- [Set problem]
Replace "innermost point" with "central point" everywhere in the lines below, and reproduce everything else without change.

- [Stored data]
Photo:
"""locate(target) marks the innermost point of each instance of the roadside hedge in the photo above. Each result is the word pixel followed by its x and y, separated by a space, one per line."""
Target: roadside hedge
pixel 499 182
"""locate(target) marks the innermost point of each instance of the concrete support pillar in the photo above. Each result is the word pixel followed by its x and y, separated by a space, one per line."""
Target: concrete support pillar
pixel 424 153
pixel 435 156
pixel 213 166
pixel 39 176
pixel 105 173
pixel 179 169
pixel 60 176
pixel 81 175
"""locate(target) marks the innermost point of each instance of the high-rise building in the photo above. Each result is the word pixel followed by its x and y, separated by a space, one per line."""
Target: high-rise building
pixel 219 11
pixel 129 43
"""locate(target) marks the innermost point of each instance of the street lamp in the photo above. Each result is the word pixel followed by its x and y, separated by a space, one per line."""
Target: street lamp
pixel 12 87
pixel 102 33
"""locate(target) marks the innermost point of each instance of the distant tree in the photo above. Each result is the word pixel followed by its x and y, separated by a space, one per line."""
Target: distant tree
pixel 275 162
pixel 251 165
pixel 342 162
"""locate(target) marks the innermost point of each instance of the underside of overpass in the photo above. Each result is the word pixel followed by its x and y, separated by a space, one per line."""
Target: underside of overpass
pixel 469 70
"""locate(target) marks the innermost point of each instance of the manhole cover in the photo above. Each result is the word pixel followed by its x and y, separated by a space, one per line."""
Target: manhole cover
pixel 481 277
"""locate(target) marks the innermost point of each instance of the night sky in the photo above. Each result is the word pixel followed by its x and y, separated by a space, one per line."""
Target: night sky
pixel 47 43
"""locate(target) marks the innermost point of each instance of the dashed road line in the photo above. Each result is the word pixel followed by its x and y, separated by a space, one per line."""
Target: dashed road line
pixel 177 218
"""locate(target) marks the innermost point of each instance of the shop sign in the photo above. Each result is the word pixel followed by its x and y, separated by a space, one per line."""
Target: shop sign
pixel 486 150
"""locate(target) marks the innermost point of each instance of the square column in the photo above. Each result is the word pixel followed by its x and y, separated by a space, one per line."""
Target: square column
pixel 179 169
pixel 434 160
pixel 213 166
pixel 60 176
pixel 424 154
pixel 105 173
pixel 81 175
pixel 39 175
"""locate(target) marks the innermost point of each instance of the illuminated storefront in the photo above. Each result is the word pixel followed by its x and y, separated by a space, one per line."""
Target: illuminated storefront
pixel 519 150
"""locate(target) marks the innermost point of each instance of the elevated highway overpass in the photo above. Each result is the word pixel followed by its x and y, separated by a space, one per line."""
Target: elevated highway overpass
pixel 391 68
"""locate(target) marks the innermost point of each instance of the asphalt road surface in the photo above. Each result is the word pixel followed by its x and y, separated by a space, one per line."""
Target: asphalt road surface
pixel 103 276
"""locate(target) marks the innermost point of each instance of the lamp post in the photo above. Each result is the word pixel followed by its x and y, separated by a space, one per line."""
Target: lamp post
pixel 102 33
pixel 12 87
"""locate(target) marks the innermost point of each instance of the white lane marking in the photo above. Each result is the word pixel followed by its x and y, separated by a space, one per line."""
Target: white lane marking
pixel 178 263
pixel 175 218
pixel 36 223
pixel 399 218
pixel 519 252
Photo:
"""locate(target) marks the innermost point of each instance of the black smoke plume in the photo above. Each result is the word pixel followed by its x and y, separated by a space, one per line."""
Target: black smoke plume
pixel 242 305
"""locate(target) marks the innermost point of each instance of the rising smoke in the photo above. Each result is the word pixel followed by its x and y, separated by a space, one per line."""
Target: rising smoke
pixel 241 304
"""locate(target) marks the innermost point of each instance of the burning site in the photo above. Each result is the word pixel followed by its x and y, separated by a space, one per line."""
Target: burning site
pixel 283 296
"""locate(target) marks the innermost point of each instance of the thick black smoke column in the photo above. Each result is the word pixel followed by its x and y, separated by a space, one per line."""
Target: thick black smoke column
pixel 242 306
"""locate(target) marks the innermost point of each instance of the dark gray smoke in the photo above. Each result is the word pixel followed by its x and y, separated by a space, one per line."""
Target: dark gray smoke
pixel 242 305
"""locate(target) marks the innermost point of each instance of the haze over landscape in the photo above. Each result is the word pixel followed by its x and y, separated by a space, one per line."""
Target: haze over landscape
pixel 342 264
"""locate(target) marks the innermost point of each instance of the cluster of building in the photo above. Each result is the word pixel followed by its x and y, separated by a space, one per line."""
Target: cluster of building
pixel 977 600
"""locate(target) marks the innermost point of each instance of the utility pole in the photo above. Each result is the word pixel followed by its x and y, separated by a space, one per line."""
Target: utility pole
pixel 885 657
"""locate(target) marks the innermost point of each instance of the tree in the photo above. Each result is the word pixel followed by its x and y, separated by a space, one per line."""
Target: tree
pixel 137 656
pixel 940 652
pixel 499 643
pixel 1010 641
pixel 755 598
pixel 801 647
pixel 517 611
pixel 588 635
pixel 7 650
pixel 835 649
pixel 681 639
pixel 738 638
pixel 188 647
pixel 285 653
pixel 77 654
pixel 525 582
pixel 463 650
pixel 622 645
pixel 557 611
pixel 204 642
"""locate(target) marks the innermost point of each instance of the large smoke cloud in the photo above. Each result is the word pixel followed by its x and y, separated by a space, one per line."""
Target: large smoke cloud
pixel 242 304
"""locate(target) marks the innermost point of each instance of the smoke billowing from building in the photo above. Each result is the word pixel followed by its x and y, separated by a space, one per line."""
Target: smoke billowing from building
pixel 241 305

- [Answer for the task]
Photo:
"""locate(target) marks the central point of each instance of the roadside hedge in the photo above. Each result is the word pixel followed by its x and y, separated by a space, one per line."""
Target: roadside hedge
pixel 499 182
"""locate(target) marks the central point of each instance of the concrete support pillar in the photo above. Each result is the word pixel followed by its x and y, separated by a space, one per line."""
Target: concrete support pillar
pixel 424 153
pixel 435 156
pixel 213 166
pixel 39 176
pixel 105 173
pixel 179 169
pixel 60 176
pixel 81 175
"""locate(target) marks the central point of each instance of the high-rise building in the photo above. Each result is the word pixel followed by its x and y, separated by a space, one per line."""
Target: high-rise building
pixel 219 11
pixel 129 43
"""locate(target) marks the central point of each instance of the street lamp in the photo above. Each result is the word pixel followed by its x and y, separated by a space, one per line."""
Target: street lamp
pixel 12 87
pixel 102 33
"""locate(target) marks the central point of each instance of the distant tree in the photo above. Each result is the word pixel followed by its x and y, separated by a space, one per line."""
Target: distant tree
pixel 275 162
pixel 251 165
pixel 342 162
"""locate(target) marks the central point of each instance of the underside of overpass in the photo above. Each result is the word pixel followed by its x and y, separated by a space, one per line."""
Target: underside of overpass
pixel 469 70
"""locate(target) marks the central point of each instance of the manhole cover in the photo above. Each result is the word pixel followed by its x and y, separated by a space, one per line."""
Target: manhole cover
pixel 481 277
"""locate(target) marks the central point of each instance of the night sky in the photo above. Each result is the word pixel followed by its x and y, separated by a space, one per line."""
Target: night sky
pixel 47 43
"""locate(target) marks the central point of each instance of the dashed road line in the photo above. Each result is the word pixel followed by its x and y, separated by a space, one per line."""
Target: dashed road line
pixel 177 218
"""locate(target) marks the central point of each instance of the shop sign in the photo above. Each result is the word pixel followed by its x and y, separated by a space, one per line."""
Target: shop sign
pixel 486 150
"""locate(target) marks the central point of each instance of the square column in the photo above. Each result is the word pixel followed by its x and y, separated by a space, one per line."""
Target: square column
pixel 179 169
pixel 434 160
pixel 213 166
pixel 60 176
pixel 424 154
pixel 105 173
pixel 81 175
pixel 39 175
"""locate(target) marks the central point of each instance of the illuminated storefront in the photo above. Each result is the word pixel followed by its x and y, separated by a space, one per line."""
Target: illuminated storefront
pixel 519 150
"""locate(target) marks the central point of each instance of the elevated highway overpass in the photo above. Each result is the word pixel followed by its x and y, separated by a space, one per line."""
Target: elevated highway overpass
pixel 391 68
"""locate(target) marks the central point of each instance of the asphalt road surface in the photo above. Each result is the word pixel followed by its x and y, separated by a space, one per line."""
Target: asphalt road surface
pixel 103 276
"""locate(target) marks the central point of each instance of the lamp post in the photo above. Each result is the word pixel followed by its x and y, separated by a space, one per line."""
Target: lamp post
pixel 102 33
pixel 12 87
"""locate(target) marks the central point of each instance of the white lane marking in the photo above. Each result is the word pixel followed by its x and y, separated by a space, one per line."""
Target: white lane marking
pixel 178 263
pixel 175 218
pixel 36 223
pixel 399 218
pixel 519 252
Photo:
"""locate(target) marks the central point of each instance of the black smoke plume in the photo above. Each result is the word pixel followed by its x and y, separated by a space, one per line."""
Target: black smoke plume
pixel 242 305
"""locate(target) marks the central point of each instance of the rising smoke in the photo above. Each result is the word pixel followed by its x and y, separated by a space, one per line."""
Target: rising smoke
pixel 241 304
"""locate(target) marks the central point of each instance of the burning site in the photo above. Each result is the word pixel followed by its x and y, separated by a space, one per line."""
Target: burning site
pixel 283 296
"""locate(target) marks the central point of each instance of the thick black smoke column in the photo above. Each result is the word pixel followed by its x and y, separated by a space, one per line."""
Target: thick black smoke column
pixel 242 306
"""locate(target) marks the central point of each instance of the dark gray smoke in the photo above. Each result is the word pixel followed by its x and y, separated by a space, one per line."""
Target: dark gray smoke
pixel 242 305
"""locate(target) marks the central point of each instance of the haze over landscape in the photo above. Each result is the word pixel followed by its x and y, separated by a space, one per line."""
Target: haze over landscape
pixel 342 264
"""locate(target) marks the central point of each instance of the cluster of building in the photo above. Each result is the word pixel followed by its x and y, separated by a space, one per line."""
Target: cluster of building
pixel 977 600
"""locate(target) marks the central point of each instance of the utility pole in the photo above. Each result is the word pixel followed by its x and y, separated by a space, one per line."""
Target: utility pole
pixel 885 657
"""locate(target) marks the central point of each instance of the tree in the photo above. Each result is the word pixel followed by its x and y, separated by a space, one per line."""
Target: tree
pixel 137 656
pixel 940 652
pixel 499 643
pixel 1010 641
pixel 755 598
pixel 801 647
pixel 517 611
pixel 588 635
pixel 7 650
pixel 835 649
pixel 681 639
pixel 738 638
pixel 188 647
pixel 285 653
pixel 77 654
pixel 525 582
pixel 463 650
pixel 622 645
pixel 557 611
pixel 204 642
"""locate(target) marks the central point of each instance of the large smoke cloud in the photo above. Each result is the word pixel followed by its x and y, separated by a space, one per line."""
Target: large smoke cloud
pixel 242 304
"""locate(target) marks the central point of each instance of the smoke billowing from building in the photo above. Each result is the word pixel followed by its x and y, separated by a space, one per line."""
Target: smoke billowing from building
pixel 241 305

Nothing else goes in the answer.